** START **
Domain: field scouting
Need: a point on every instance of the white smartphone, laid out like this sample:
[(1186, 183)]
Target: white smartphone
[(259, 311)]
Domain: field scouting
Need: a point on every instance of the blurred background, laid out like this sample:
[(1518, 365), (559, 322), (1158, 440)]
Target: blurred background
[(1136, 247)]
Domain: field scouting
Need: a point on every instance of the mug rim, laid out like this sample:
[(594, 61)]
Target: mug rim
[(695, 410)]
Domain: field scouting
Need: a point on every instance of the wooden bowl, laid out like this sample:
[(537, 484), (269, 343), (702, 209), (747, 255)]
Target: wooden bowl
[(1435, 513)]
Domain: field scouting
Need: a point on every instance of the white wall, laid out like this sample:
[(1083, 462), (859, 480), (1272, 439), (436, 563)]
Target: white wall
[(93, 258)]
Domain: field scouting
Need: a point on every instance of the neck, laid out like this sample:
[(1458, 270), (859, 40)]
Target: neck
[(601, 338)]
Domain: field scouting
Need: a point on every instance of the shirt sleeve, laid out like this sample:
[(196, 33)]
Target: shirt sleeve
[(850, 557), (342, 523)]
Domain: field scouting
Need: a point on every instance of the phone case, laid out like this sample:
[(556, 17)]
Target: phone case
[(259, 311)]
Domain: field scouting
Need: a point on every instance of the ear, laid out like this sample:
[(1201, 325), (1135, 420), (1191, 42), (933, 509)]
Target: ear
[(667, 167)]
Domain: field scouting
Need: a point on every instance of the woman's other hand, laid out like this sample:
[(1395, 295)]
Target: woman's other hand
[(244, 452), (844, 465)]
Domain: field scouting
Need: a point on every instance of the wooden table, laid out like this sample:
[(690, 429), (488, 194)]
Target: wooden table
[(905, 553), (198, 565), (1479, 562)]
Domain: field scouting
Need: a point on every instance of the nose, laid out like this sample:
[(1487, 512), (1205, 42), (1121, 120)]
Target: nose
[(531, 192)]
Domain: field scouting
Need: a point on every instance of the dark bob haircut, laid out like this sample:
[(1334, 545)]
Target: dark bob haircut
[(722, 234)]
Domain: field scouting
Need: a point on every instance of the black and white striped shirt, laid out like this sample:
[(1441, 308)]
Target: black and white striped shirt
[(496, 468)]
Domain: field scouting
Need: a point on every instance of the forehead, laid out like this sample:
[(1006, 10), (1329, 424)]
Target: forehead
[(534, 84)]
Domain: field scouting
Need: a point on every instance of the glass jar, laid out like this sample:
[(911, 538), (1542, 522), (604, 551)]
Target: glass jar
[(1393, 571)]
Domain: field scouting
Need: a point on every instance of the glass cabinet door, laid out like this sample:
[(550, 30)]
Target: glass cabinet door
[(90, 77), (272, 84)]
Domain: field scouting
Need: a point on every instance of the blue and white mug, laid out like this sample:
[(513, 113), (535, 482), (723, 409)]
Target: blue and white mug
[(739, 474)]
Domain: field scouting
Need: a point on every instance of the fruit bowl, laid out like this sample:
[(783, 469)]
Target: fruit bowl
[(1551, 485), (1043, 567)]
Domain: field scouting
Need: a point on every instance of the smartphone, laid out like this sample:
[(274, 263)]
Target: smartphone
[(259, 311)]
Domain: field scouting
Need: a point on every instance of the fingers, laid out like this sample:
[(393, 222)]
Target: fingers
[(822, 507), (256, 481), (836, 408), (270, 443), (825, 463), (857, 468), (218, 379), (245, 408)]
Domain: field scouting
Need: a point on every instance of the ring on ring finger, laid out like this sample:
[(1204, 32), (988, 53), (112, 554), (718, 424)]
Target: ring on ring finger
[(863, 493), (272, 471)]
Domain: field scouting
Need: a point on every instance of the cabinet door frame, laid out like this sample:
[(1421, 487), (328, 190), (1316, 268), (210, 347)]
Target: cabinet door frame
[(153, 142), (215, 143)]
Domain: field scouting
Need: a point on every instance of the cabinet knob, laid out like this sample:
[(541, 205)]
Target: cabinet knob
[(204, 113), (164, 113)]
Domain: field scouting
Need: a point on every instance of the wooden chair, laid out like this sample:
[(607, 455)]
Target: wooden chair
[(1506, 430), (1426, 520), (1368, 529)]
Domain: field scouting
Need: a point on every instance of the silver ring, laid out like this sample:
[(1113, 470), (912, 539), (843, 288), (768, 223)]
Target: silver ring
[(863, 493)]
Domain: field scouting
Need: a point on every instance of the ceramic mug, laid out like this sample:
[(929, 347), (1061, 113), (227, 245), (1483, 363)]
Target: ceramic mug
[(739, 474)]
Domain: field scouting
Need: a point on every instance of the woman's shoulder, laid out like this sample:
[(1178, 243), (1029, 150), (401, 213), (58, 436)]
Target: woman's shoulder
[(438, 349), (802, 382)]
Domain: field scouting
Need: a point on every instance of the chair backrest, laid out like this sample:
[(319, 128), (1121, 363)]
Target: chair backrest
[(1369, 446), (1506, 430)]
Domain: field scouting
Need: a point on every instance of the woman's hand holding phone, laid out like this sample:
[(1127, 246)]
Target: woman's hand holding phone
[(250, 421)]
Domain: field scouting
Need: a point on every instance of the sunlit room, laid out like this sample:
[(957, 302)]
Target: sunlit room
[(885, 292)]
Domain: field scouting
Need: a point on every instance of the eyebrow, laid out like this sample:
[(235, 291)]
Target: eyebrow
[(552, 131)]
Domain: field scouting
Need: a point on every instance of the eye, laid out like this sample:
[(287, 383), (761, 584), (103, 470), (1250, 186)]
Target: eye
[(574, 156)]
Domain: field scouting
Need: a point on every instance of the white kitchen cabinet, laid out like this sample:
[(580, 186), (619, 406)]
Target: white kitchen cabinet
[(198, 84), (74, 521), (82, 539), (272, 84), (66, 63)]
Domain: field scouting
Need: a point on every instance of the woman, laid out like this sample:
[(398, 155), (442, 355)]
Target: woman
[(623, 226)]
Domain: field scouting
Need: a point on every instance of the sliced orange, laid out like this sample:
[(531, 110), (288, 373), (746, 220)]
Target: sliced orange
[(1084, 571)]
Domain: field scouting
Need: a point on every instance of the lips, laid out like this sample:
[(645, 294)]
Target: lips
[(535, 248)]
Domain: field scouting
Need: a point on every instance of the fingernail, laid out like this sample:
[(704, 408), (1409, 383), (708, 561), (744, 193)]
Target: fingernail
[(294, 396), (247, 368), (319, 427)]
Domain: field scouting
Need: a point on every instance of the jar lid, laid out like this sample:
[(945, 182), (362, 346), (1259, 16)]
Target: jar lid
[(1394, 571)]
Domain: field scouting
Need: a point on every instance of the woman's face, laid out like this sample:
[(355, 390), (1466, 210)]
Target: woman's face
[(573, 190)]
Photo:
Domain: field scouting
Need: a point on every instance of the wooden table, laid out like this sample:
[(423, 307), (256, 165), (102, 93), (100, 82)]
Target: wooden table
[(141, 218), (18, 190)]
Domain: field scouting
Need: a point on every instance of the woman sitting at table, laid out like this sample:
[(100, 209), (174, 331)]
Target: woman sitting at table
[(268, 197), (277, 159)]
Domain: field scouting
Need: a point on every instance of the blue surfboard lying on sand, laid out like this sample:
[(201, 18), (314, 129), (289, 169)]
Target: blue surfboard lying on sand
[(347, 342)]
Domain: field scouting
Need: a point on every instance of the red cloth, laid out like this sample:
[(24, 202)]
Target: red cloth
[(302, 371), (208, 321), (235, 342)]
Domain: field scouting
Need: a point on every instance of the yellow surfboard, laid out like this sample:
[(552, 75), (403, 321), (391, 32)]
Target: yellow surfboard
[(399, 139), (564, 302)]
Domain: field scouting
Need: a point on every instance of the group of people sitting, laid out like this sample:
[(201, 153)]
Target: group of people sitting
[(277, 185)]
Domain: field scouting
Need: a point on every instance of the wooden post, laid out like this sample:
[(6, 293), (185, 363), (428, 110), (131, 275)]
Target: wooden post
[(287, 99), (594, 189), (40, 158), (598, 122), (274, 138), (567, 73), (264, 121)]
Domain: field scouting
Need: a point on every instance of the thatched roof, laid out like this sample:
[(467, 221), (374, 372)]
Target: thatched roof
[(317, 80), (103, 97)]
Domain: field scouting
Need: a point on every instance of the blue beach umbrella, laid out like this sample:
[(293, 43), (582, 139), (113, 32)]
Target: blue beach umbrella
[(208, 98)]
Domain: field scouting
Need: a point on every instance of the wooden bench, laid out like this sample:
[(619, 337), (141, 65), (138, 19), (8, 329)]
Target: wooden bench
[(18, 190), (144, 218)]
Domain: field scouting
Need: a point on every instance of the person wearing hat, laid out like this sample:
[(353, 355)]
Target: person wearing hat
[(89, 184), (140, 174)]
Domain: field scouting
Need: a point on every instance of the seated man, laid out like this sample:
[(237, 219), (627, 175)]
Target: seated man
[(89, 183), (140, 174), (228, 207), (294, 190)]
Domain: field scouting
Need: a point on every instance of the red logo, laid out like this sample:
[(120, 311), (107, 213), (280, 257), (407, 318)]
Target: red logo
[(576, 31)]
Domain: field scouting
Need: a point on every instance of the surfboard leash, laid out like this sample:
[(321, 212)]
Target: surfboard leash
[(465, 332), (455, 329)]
** END **
■ Exercise task: Copy out the records above word for word, starting with the first line and going on through the line with "[(905, 553), (198, 565), (1479, 562)]", both included.

■ Result of this task:
Domain: field scouting
Need: a point on every instance of the white smartphone, laid out like this sample:
[(1186, 183)]
Target: white smartphone
[(259, 311)]
Domain: field scouting
Need: a point on every instance of the blurred background, laid out like this sample:
[(1518, 365), (559, 322), (1158, 440)]
Target: blurred background
[(1136, 247)]
Domain: field scouting
Need: a point on every instance of the mug rim, laid out like this sample:
[(594, 61)]
Target: mug rim
[(695, 410)]
Domain: field scouting
Need: a point on every instance of the wooden bowl, laid out like this sample:
[(537, 484), (269, 343), (702, 209), (747, 255)]
Target: wooden bowl
[(1435, 513)]
Domain: field scouting
Need: a point on every instance of the white wall, laid out like this sample:
[(1083, 462), (859, 480), (1272, 439), (436, 563)]
Target: white wall
[(93, 258)]
Domain: field scouting
Need: a point on every instance of the neck, laid out like this sample:
[(1458, 270), (859, 40)]
Target: neck
[(601, 338)]
Domain: field scouting
Need: a point on every instance of the shirt sleeve, laid out like this sample:
[(196, 33)]
Target: shirt sleeve
[(850, 557), (342, 523)]
Domain: field scouting
Need: a point on every instance of the phone case, laid out like this sample:
[(556, 17)]
Target: phone case
[(259, 311)]
Domain: field scouting
Need: a point on every instance of the ear, laid out like this sample:
[(1201, 325), (1135, 420), (1191, 42), (933, 509)]
Target: ear
[(667, 167)]
Domain: field scouting
Need: a point on every instance of the woman's other hand, laid out like this sample:
[(1395, 295)]
Target: woman's other hand
[(244, 452), (844, 465)]
Domain: field scouting
Need: a point on every instance of the wooden table, laid out like this sample:
[(690, 429), (488, 194)]
Target: wooden table
[(905, 553), (198, 565), (1479, 562)]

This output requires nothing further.